[What you need to do]: Rewrite the records from the line containing "of the parked" through the end of the records, both ends included, with "marker" replaced by "pin" and everything else unchanged.

(Records from a collection)
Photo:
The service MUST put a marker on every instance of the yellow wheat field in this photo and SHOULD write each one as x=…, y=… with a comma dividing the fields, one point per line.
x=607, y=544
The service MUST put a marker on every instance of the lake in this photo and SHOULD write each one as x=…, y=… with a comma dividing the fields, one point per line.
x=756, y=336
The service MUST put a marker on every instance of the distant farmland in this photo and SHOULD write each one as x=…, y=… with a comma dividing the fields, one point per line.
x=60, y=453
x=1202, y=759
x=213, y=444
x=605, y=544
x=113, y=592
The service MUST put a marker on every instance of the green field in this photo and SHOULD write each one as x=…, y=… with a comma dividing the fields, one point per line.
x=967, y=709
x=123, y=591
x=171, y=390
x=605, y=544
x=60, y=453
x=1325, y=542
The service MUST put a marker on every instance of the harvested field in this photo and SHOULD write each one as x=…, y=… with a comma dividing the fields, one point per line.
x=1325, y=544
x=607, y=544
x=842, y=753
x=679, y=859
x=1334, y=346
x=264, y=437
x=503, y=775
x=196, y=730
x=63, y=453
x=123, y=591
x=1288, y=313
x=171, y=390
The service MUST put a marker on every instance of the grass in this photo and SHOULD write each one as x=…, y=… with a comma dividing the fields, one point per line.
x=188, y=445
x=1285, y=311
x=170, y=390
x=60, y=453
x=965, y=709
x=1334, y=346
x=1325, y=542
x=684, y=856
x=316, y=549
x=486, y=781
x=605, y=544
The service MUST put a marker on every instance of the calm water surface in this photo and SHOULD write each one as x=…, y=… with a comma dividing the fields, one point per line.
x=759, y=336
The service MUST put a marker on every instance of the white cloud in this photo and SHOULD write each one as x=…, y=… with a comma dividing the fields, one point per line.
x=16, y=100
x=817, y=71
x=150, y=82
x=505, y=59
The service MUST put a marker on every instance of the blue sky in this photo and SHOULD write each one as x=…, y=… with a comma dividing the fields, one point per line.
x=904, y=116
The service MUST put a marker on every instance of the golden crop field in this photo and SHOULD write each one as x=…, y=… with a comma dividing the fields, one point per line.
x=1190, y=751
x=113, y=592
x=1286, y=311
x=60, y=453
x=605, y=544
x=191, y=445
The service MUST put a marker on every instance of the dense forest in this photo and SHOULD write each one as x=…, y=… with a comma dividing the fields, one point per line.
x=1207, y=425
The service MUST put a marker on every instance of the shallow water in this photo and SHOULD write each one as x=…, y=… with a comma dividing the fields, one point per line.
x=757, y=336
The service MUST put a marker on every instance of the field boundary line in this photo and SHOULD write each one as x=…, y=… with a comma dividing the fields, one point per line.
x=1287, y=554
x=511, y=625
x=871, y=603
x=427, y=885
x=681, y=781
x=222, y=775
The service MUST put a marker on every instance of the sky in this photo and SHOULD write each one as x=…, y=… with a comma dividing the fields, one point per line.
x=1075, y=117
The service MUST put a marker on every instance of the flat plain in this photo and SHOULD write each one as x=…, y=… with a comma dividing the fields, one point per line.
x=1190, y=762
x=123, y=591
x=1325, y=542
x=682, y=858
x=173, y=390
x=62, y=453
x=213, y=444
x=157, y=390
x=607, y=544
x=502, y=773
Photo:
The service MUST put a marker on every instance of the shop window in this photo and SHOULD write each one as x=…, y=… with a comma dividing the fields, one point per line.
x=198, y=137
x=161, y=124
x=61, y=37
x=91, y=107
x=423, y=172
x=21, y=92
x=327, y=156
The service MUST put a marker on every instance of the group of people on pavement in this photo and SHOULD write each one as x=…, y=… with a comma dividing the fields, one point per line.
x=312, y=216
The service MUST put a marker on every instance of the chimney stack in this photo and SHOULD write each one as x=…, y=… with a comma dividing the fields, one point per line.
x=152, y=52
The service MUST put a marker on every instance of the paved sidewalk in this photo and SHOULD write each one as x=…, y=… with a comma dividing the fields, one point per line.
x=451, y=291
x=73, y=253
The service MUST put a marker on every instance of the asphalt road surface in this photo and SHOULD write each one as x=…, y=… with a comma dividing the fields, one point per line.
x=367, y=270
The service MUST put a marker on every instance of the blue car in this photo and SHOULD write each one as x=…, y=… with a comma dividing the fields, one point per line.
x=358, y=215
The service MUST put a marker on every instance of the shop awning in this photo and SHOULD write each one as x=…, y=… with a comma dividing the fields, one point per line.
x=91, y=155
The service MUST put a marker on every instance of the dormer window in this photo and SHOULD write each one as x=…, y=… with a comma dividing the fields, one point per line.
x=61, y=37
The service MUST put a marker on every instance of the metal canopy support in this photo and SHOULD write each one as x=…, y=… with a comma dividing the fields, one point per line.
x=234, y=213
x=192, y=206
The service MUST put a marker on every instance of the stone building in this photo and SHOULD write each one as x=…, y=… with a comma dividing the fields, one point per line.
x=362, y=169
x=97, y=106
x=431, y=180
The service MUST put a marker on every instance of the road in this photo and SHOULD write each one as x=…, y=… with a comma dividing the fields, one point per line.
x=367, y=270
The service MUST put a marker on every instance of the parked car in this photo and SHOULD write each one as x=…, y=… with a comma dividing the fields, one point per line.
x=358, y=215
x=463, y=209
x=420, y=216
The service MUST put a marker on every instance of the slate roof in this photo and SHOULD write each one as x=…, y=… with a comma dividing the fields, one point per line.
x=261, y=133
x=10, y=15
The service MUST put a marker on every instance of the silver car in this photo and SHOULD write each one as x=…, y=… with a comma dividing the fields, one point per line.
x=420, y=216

[The result]:
The service MUST put a pin on every instance of the parked car in this photo and SHOULD write each one as x=…, y=… with a comma dividing the fields, one point per line.
x=358, y=215
x=463, y=209
x=420, y=216
The service MUST put a pin on every instance of the slate roof in this photo and SHOULD write each one as x=…, y=… with a comma dividing the fields, one point per line.
x=261, y=133
x=10, y=15
The service MUST put a pin on every instance of the silver car in this photo and SHOULD write each one as x=…, y=… with a comma dividing the fields, one point per line.
x=420, y=216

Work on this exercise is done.